START Data records
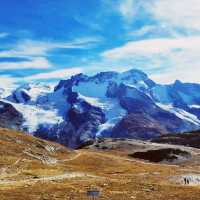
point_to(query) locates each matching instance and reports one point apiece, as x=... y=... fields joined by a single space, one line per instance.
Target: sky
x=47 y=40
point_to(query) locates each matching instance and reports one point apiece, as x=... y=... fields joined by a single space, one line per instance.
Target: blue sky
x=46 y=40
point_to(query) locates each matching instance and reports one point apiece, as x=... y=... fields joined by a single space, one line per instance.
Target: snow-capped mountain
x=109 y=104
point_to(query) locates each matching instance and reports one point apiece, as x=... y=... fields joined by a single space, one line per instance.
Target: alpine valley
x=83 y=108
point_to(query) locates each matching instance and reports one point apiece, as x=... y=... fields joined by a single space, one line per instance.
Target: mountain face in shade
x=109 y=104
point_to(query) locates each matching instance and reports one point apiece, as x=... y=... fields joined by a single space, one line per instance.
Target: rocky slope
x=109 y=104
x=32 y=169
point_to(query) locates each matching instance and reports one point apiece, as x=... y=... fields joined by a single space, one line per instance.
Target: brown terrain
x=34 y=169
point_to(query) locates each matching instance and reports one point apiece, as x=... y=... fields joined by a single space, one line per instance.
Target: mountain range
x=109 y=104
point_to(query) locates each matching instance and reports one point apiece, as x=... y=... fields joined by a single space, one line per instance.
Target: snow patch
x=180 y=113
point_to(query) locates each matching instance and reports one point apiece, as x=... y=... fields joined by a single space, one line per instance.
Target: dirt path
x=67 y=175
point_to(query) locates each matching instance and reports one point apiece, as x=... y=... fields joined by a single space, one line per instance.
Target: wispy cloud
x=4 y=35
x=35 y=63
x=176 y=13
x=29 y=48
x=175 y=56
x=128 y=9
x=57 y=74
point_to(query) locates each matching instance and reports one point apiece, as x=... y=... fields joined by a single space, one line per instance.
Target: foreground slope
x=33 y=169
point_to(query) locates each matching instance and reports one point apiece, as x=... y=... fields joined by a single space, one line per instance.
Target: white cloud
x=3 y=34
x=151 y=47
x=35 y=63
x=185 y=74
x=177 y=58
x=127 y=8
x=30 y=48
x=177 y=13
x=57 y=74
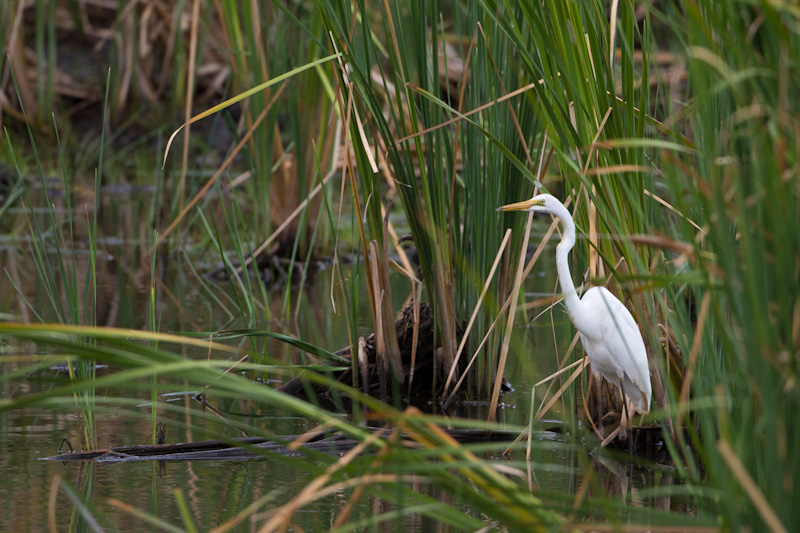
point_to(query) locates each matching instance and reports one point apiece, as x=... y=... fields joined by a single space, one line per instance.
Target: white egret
END Data records
START Data records
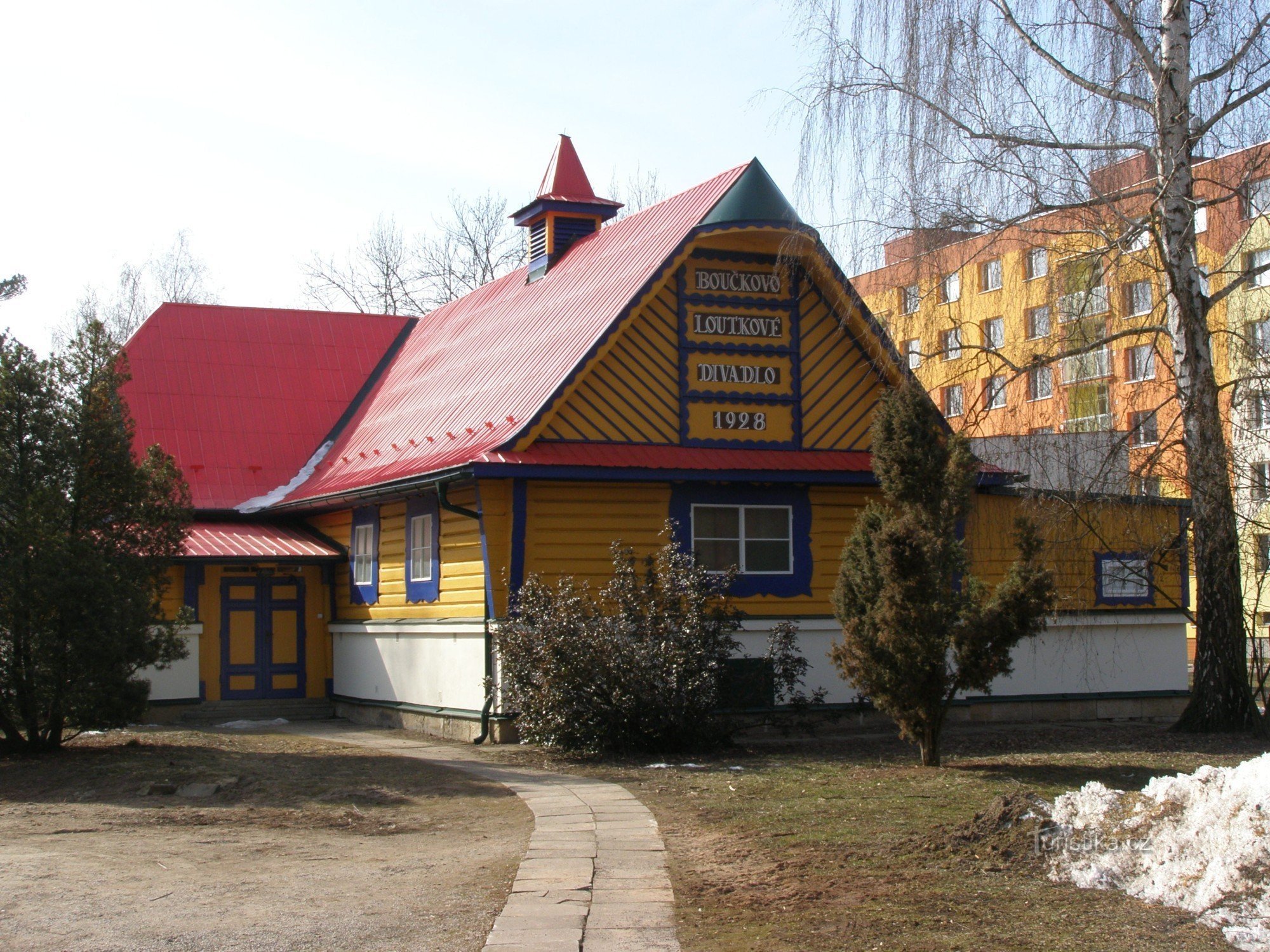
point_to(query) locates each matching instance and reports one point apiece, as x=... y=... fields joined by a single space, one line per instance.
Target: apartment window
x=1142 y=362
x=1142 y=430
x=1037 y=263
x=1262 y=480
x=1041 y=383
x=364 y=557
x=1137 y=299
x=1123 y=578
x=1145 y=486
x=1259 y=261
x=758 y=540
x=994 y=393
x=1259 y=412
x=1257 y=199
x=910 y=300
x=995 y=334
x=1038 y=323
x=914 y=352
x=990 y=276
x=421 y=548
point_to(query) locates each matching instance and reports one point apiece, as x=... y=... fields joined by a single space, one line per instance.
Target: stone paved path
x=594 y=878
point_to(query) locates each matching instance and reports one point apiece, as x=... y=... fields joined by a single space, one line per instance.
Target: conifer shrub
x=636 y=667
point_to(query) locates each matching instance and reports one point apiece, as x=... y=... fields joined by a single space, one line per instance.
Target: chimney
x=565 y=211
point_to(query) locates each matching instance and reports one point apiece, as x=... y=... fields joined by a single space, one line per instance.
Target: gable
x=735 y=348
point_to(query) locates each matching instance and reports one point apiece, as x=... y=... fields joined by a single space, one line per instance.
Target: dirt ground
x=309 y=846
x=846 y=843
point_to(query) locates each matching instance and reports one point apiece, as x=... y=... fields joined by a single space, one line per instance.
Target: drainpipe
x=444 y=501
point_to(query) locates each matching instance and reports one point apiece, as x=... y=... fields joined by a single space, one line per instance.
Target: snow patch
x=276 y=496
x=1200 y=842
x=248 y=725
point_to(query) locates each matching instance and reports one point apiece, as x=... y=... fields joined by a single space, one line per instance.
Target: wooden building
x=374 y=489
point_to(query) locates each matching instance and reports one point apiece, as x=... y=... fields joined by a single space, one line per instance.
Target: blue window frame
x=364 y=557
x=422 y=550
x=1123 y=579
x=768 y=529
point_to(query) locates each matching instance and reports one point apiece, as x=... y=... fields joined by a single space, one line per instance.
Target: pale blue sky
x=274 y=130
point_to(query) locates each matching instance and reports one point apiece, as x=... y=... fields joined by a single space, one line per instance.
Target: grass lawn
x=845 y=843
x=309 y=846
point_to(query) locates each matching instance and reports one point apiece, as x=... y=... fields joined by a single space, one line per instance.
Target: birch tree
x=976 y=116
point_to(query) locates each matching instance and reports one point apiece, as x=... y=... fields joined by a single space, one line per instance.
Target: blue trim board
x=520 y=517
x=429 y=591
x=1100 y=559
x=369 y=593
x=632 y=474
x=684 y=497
END Data records
START Data records
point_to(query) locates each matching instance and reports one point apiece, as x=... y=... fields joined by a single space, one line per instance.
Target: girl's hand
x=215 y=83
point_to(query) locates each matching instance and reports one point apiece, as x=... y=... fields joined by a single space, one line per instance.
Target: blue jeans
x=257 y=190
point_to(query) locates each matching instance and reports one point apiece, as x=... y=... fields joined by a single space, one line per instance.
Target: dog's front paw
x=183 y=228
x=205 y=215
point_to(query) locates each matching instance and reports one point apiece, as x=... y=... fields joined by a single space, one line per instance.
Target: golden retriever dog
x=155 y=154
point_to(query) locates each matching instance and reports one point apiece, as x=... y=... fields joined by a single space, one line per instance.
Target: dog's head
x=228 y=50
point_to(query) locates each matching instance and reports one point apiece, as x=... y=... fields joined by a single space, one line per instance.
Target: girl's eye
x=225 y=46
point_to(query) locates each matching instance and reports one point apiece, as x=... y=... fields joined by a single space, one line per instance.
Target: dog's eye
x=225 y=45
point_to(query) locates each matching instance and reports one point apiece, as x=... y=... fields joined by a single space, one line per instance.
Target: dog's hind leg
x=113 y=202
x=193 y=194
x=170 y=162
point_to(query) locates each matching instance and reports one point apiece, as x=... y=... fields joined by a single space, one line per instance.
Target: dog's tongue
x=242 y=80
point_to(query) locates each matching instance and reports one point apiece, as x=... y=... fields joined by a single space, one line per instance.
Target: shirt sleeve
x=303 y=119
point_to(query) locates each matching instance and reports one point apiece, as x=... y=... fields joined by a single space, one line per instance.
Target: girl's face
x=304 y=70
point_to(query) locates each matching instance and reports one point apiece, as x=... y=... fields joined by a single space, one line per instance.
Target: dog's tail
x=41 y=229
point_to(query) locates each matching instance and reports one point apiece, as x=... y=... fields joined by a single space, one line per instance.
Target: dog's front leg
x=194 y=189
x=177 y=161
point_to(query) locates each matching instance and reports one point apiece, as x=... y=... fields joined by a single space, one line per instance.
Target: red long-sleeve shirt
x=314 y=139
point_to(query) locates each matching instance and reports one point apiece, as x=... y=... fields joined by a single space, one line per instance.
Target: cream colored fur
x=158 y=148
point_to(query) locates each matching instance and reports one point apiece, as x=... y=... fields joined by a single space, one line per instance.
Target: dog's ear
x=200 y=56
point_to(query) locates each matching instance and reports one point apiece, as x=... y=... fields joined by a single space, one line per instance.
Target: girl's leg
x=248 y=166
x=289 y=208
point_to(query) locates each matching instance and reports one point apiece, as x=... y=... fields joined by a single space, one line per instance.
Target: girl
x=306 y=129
END Data records
> **What you will do**
Output only the lines above from the one containing "Target: dirt path" to the one containing "Target: white egret", both included, exactly as written and with no pictures.

> **Reply**
Target: dirt path
x=67 y=175
point_to(query) locates each matching instance and reports one point apiece, as x=... y=... fields joined by a single space, one line per instance.
Target: wispy cloud
x=4 y=35
x=35 y=63
x=176 y=13
x=29 y=48
x=175 y=56
x=128 y=9
x=57 y=74
point_to(query) locates each matching instance and reports one point apiece, as x=... y=... fields joined by a single space, one line per instance.
Target: foreground slope
x=33 y=169
point_to(query) locates each matching instance and reports one point apiece, as x=... y=... fields joined by a single space, one line per instance.
Target: white cloud
x=3 y=34
x=151 y=47
x=35 y=63
x=185 y=74
x=177 y=58
x=127 y=8
x=30 y=48
x=177 y=13
x=57 y=74
point_to(query) locates each matching instance and reports one point apiece, as x=... y=... fields joined by a single space, one line per instance.
Target: white egret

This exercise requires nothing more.